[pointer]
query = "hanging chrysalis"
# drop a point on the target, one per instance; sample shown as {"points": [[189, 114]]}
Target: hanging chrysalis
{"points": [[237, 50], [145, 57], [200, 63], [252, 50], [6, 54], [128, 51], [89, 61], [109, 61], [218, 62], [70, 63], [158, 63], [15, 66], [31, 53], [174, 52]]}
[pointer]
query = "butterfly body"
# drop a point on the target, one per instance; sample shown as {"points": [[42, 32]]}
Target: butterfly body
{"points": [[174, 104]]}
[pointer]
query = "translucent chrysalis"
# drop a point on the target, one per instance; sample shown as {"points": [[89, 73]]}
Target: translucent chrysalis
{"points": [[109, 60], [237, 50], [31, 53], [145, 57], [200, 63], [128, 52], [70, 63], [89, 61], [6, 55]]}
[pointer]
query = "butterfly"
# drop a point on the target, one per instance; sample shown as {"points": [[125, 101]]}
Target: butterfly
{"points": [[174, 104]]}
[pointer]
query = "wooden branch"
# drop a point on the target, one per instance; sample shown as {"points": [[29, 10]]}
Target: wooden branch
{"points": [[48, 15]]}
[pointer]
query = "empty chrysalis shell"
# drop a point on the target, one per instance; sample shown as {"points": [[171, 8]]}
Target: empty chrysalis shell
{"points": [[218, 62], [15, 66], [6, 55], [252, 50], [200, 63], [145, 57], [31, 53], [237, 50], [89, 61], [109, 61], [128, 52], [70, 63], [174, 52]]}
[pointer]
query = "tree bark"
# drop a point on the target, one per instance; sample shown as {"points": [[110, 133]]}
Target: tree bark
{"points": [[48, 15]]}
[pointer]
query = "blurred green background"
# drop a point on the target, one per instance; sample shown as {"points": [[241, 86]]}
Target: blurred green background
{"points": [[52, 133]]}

###

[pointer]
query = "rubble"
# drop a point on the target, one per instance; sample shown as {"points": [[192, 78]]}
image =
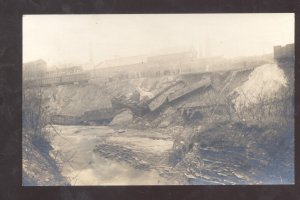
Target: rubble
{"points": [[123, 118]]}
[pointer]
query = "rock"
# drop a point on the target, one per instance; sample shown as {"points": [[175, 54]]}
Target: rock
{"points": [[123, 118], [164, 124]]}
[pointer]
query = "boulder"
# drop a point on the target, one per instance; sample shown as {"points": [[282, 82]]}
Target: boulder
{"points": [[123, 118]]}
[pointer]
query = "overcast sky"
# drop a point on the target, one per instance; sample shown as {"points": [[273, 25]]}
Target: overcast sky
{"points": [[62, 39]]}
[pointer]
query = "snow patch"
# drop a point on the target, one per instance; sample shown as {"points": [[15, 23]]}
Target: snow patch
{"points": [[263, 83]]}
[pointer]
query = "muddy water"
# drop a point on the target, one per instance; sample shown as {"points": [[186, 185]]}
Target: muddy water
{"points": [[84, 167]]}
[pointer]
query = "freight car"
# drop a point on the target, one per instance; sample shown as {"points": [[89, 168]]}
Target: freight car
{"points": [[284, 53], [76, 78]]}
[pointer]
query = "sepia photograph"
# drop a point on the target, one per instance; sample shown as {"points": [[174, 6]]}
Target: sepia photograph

###

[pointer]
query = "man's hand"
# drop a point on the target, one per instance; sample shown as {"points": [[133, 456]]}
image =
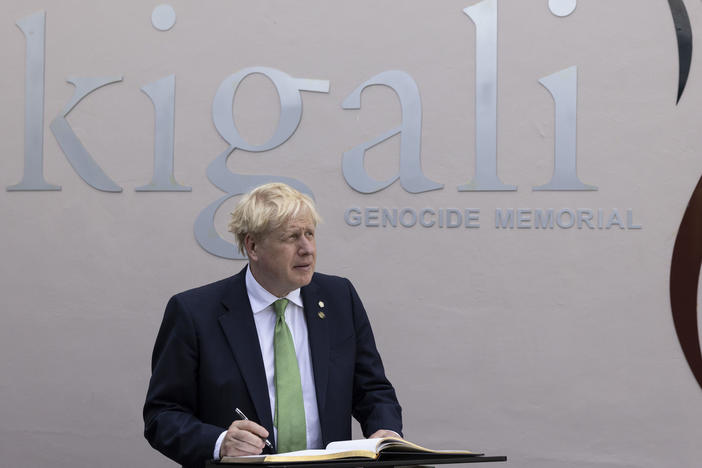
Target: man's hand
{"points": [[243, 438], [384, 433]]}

###

- **Aim**: Return each line above that contains the word "translucent".

- **Final result**:
query = "translucent chrysalis"
Target: translucent chrysalis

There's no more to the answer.